[来自数据源的记录]
::::::::::

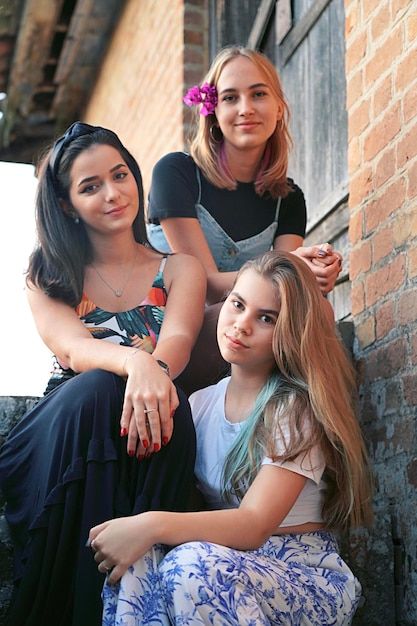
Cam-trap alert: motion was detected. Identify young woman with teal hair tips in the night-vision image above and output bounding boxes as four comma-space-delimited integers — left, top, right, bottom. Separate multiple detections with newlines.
90, 252, 372, 626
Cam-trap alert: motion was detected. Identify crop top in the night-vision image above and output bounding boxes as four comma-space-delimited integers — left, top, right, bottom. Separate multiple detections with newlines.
189, 377, 326, 527
44, 256, 167, 395
147, 152, 307, 241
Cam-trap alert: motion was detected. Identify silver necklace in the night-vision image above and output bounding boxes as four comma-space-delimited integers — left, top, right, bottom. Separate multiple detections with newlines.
91, 248, 138, 298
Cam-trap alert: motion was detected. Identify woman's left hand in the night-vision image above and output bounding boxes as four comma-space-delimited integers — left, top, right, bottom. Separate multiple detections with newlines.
293, 243, 343, 295
87, 513, 154, 585
120, 350, 179, 459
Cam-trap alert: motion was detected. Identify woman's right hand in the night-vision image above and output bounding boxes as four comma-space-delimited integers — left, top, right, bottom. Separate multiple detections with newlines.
293, 243, 343, 295
120, 350, 179, 460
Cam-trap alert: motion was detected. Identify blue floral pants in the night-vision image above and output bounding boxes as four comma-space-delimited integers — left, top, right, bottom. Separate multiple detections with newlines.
103, 531, 361, 626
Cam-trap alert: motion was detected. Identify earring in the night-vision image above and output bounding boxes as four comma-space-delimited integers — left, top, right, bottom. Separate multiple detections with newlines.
210, 124, 223, 143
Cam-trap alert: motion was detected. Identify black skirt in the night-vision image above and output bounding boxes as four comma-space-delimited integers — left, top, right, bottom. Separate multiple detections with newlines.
0, 370, 195, 626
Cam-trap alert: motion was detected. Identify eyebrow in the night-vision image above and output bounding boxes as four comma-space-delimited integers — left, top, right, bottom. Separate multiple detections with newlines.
219, 83, 268, 96
230, 291, 279, 317
77, 163, 127, 187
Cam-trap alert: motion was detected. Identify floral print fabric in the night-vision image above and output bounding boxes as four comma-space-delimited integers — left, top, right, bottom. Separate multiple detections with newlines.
103, 531, 361, 626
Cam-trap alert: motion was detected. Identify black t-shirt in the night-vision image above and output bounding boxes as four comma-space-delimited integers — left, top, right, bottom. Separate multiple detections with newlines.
148, 152, 307, 241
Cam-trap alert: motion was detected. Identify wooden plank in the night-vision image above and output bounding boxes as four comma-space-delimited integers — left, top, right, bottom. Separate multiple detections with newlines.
247, 0, 275, 49
280, 0, 332, 65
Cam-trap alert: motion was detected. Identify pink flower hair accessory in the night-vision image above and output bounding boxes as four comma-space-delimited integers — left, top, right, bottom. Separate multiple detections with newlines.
183, 83, 218, 115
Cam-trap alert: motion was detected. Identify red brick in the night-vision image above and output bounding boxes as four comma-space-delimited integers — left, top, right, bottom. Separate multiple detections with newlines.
365, 254, 406, 307
375, 147, 397, 189
346, 32, 367, 74
398, 289, 417, 328
407, 161, 417, 200
349, 166, 373, 208
365, 27, 402, 87
397, 116, 417, 168
394, 47, 417, 93
349, 211, 363, 245
351, 281, 365, 316
372, 225, 394, 265
349, 241, 371, 280
349, 99, 371, 137
402, 81, 417, 124
365, 178, 406, 234
376, 300, 395, 341
363, 102, 401, 163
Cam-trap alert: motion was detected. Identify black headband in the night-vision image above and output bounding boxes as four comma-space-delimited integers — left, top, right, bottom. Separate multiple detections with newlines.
49, 122, 117, 176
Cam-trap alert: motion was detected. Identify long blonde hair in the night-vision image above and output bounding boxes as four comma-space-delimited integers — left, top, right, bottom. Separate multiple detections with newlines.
190, 46, 292, 198
223, 252, 372, 529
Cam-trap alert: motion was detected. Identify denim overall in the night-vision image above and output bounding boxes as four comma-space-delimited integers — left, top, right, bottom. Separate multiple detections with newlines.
146, 168, 281, 272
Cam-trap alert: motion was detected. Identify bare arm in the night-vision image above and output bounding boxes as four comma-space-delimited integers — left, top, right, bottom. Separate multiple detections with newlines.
89, 465, 307, 584
161, 217, 236, 304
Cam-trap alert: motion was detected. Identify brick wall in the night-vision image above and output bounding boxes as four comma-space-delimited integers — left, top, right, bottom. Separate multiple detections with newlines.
345, 0, 417, 625
85, 0, 208, 199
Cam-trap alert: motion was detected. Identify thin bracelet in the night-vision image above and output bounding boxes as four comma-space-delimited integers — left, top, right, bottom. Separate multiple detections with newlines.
123, 348, 139, 376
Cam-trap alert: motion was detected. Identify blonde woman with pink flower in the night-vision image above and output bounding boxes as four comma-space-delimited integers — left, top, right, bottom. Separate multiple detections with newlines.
148, 46, 342, 392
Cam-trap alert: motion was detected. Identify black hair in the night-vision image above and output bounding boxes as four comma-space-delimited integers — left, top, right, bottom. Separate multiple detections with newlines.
26, 122, 150, 307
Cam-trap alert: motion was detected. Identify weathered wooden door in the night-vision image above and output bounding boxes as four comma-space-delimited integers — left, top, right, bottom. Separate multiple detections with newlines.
211, 0, 350, 320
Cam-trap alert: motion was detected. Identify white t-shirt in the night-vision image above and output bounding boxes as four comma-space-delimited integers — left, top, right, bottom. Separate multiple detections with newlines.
190, 377, 326, 527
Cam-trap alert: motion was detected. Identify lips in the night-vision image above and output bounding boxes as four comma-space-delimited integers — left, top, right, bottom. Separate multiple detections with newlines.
107, 205, 126, 215
224, 335, 247, 350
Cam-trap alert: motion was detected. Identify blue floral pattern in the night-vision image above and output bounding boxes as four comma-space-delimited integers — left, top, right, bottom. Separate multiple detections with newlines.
103, 531, 361, 626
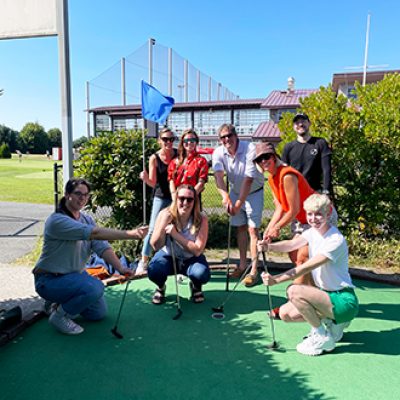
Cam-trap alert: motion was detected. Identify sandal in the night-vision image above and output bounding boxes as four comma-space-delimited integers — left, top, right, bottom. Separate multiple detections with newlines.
243, 274, 258, 287
151, 285, 166, 305
267, 307, 281, 320
229, 267, 244, 279
190, 282, 204, 304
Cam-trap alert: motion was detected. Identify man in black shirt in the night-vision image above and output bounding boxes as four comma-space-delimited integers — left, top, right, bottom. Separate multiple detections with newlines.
282, 114, 332, 195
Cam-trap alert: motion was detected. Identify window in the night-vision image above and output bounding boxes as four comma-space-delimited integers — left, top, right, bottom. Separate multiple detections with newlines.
167, 112, 191, 136
96, 114, 111, 132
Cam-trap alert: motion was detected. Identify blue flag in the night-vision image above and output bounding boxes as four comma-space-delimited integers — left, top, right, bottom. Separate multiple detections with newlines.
142, 81, 175, 124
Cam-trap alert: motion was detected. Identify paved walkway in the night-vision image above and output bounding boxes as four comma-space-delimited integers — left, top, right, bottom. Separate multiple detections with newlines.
0, 202, 54, 316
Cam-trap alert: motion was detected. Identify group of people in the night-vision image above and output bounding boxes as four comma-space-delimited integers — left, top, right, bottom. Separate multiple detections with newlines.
34, 114, 358, 355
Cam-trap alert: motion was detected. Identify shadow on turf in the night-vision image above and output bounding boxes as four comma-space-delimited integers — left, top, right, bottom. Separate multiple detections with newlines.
88, 281, 332, 400
335, 328, 400, 356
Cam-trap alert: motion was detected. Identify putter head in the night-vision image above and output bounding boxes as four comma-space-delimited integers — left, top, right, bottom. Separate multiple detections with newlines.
267, 341, 279, 351
211, 306, 224, 313
211, 312, 225, 320
111, 326, 124, 339
172, 308, 183, 321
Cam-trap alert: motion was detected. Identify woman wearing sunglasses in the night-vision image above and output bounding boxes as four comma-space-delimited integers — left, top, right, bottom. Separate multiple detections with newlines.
168, 129, 208, 196
148, 185, 210, 304
33, 178, 148, 335
136, 128, 177, 274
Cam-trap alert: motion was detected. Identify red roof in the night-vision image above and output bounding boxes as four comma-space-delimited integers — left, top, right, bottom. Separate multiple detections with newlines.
253, 121, 281, 139
261, 89, 318, 109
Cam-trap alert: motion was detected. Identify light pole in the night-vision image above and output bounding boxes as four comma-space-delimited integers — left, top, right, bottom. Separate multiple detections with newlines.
177, 85, 185, 103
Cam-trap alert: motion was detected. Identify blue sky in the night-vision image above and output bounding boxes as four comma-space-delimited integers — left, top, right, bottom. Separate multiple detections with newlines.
0, 0, 400, 138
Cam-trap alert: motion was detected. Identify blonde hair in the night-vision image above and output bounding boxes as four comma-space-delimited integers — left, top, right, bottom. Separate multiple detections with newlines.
169, 185, 203, 234
303, 193, 332, 215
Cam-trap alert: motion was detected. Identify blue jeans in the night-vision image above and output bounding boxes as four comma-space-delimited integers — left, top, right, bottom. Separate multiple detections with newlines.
142, 196, 172, 257
35, 271, 107, 321
147, 250, 211, 288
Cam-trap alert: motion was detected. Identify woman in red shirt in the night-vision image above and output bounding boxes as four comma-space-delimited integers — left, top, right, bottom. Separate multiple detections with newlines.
168, 129, 208, 197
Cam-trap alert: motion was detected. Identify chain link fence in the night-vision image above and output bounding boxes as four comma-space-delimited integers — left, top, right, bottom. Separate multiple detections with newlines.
88, 41, 238, 108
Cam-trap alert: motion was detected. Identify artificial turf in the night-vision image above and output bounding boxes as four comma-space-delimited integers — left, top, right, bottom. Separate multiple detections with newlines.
0, 272, 400, 400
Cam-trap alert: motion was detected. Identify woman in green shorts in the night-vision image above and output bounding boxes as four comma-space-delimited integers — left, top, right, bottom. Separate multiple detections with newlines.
258, 194, 358, 356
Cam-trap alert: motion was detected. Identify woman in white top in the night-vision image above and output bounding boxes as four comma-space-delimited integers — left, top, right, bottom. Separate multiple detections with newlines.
258, 194, 358, 356
147, 185, 210, 304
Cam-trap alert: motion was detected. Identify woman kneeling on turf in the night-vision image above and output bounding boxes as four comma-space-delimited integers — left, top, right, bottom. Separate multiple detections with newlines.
33, 178, 148, 335
147, 185, 210, 304
258, 194, 358, 356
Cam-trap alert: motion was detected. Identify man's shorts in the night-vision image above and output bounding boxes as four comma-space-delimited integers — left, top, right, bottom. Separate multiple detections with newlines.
229, 188, 264, 228
290, 208, 338, 237
324, 287, 358, 324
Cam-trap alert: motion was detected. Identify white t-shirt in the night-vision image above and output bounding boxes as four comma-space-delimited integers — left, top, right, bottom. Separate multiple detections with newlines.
212, 140, 264, 195
301, 226, 354, 291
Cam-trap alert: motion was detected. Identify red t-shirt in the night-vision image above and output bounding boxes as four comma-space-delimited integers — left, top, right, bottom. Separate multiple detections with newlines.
168, 153, 208, 188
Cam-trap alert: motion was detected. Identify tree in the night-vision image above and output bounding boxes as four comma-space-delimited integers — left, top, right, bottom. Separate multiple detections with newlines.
73, 136, 88, 149
18, 122, 49, 154
279, 74, 400, 238
47, 128, 62, 151
0, 125, 18, 153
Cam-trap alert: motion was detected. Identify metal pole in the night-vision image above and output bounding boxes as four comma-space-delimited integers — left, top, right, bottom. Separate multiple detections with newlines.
197, 71, 200, 102
53, 163, 58, 211
56, 0, 73, 185
363, 14, 371, 86
121, 57, 126, 106
86, 82, 90, 139
183, 60, 189, 103
168, 48, 172, 96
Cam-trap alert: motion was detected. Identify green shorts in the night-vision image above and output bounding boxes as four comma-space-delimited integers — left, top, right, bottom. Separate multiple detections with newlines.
324, 288, 358, 324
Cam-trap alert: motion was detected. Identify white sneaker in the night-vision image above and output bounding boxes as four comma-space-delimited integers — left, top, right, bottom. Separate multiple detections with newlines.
322, 318, 350, 343
296, 331, 335, 356
49, 307, 84, 335
176, 274, 188, 285
135, 260, 149, 275
43, 300, 58, 316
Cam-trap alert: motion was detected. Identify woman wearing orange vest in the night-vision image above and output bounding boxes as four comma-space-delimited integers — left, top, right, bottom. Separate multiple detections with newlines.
253, 142, 315, 319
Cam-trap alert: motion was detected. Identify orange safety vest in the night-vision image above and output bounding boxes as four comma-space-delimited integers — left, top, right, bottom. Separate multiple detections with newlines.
268, 165, 315, 224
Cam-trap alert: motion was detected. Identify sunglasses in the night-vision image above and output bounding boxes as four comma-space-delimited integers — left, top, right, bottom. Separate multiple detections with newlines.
72, 190, 90, 199
178, 196, 194, 203
255, 153, 274, 164
160, 137, 175, 143
183, 138, 197, 144
219, 133, 234, 140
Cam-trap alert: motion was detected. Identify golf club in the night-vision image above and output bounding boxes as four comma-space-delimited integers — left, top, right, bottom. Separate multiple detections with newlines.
262, 251, 279, 350
111, 279, 131, 339
225, 217, 232, 292
169, 235, 183, 320
211, 261, 253, 319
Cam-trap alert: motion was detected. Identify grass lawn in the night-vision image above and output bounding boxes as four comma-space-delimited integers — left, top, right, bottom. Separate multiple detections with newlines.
0, 154, 54, 204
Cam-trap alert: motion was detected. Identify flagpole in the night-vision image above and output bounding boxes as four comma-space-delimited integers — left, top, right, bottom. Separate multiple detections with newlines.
142, 38, 156, 224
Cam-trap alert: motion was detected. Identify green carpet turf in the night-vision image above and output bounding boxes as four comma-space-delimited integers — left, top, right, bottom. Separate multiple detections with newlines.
0, 273, 400, 400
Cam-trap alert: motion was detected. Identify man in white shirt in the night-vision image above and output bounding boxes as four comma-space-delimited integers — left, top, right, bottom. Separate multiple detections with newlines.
212, 124, 264, 287
258, 194, 358, 356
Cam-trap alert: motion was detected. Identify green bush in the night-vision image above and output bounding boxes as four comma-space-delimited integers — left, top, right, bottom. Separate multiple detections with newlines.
0, 143, 11, 158
75, 131, 158, 229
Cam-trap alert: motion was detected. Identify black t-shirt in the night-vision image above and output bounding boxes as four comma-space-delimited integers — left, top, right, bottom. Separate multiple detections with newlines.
282, 136, 332, 191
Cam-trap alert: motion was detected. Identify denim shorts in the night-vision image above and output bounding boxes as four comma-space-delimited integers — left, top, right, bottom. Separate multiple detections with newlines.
230, 188, 264, 228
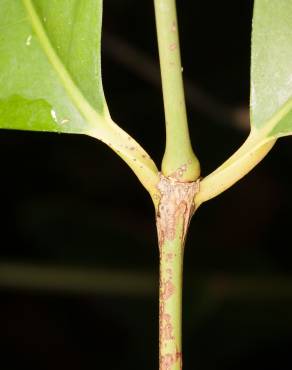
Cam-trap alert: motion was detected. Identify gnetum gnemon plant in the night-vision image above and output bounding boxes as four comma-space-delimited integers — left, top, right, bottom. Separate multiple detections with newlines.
0, 0, 292, 370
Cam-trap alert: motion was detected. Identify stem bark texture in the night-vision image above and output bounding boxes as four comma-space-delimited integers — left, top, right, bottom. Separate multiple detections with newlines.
156, 175, 198, 370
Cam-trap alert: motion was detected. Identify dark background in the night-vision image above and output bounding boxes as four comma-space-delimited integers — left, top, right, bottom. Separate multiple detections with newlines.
0, 0, 292, 370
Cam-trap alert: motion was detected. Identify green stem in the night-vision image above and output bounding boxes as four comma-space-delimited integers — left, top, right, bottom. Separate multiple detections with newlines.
159, 225, 183, 370
154, 0, 200, 181
156, 175, 198, 370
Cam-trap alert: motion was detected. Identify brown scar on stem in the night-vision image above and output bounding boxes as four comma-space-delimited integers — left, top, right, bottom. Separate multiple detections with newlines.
169, 42, 176, 51
156, 174, 199, 252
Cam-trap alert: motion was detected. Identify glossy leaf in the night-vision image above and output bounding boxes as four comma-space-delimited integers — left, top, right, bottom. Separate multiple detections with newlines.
0, 0, 158, 197
0, 0, 106, 133
251, 0, 292, 138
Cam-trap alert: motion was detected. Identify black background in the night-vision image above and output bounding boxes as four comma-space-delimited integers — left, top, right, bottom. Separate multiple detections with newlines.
0, 0, 292, 370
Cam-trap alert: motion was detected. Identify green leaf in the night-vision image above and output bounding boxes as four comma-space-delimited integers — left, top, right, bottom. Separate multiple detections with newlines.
250, 0, 292, 138
0, 0, 158, 199
0, 0, 107, 133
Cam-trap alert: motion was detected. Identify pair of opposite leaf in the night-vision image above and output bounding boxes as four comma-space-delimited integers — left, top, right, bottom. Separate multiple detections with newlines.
0, 0, 292, 206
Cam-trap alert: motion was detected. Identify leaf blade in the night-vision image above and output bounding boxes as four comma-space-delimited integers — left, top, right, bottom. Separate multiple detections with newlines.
250, 0, 292, 138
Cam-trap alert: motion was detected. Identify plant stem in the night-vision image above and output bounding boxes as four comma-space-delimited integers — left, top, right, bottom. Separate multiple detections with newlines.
156, 175, 198, 370
159, 224, 183, 370
154, 0, 200, 181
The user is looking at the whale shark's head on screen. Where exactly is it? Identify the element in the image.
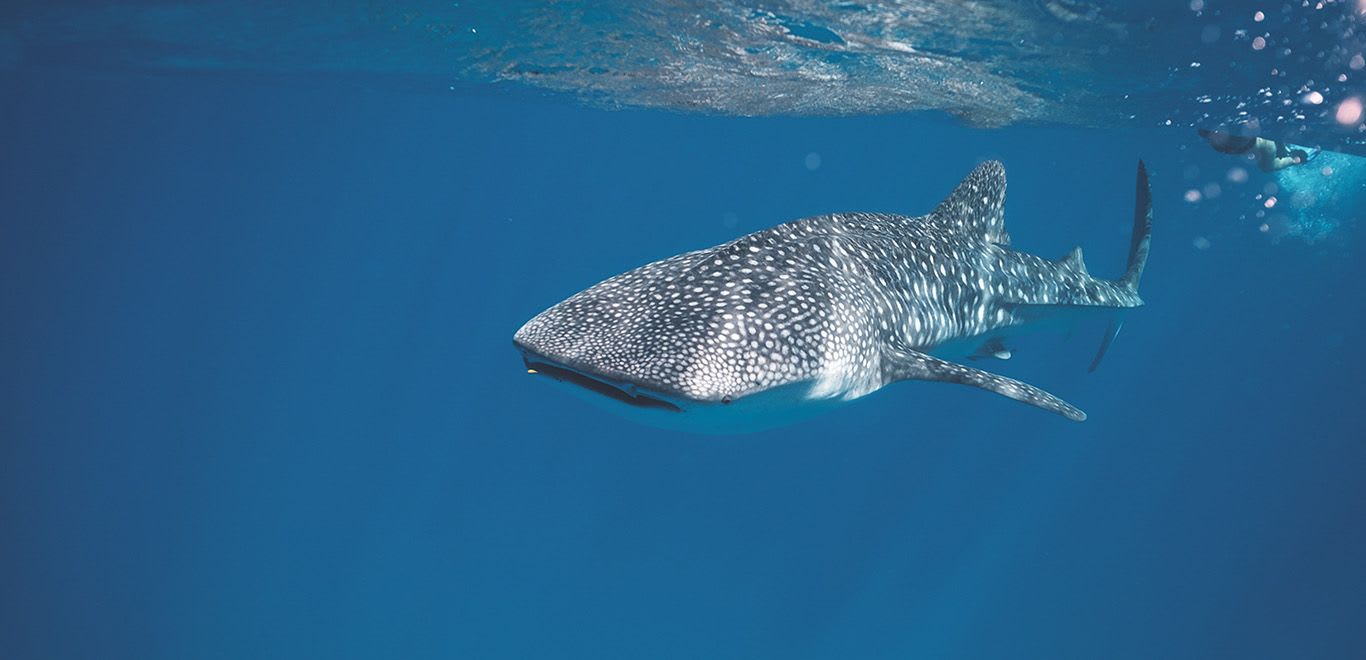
[514,232,863,428]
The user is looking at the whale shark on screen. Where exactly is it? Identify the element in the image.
[512,161,1153,433]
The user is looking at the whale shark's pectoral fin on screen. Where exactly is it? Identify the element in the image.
[968,338,1014,359]
[882,346,1086,422]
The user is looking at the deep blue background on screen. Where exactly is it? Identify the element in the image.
[0,68,1366,659]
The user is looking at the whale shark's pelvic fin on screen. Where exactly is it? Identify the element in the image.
[929,160,1011,245]
[882,346,1086,422]
[1086,320,1124,372]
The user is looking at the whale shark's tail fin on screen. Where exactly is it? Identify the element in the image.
[1119,161,1153,291]
[1087,161,1153,372]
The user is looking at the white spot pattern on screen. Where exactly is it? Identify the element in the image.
[514,161,1142,415]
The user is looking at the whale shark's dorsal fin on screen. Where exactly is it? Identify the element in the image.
[929,160,1011,245]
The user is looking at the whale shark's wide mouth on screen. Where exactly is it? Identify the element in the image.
[522,351,683,413]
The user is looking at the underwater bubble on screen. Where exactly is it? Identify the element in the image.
[1336,96,1362,126]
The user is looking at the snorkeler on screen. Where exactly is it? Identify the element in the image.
[1199,128,1318,172]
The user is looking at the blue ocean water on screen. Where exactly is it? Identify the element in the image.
[0,1,1366,659]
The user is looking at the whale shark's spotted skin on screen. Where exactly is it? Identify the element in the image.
[514,161,1150,429]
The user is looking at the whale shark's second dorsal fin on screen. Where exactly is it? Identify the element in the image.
[1059,246,1090,275]
[929,160,1011,245]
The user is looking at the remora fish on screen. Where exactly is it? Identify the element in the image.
[512,161,1152,432]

::::::::::

* **任务内容**: 请逐字打印上方的行，从开头起直到含有“90, 252, 372, 626”的那一行为止，首尾两行均包括在内。输出中不要包含图片。

* **任务结果**:
Cam-trap alert: motion was detected. Identify young woman with teal hair tips in the night-vision image above and output bounding boxes as four comma-space-delimited integers — left, top, right, bottom. Separate multiple detections with newlines.
90, 252, 372, 626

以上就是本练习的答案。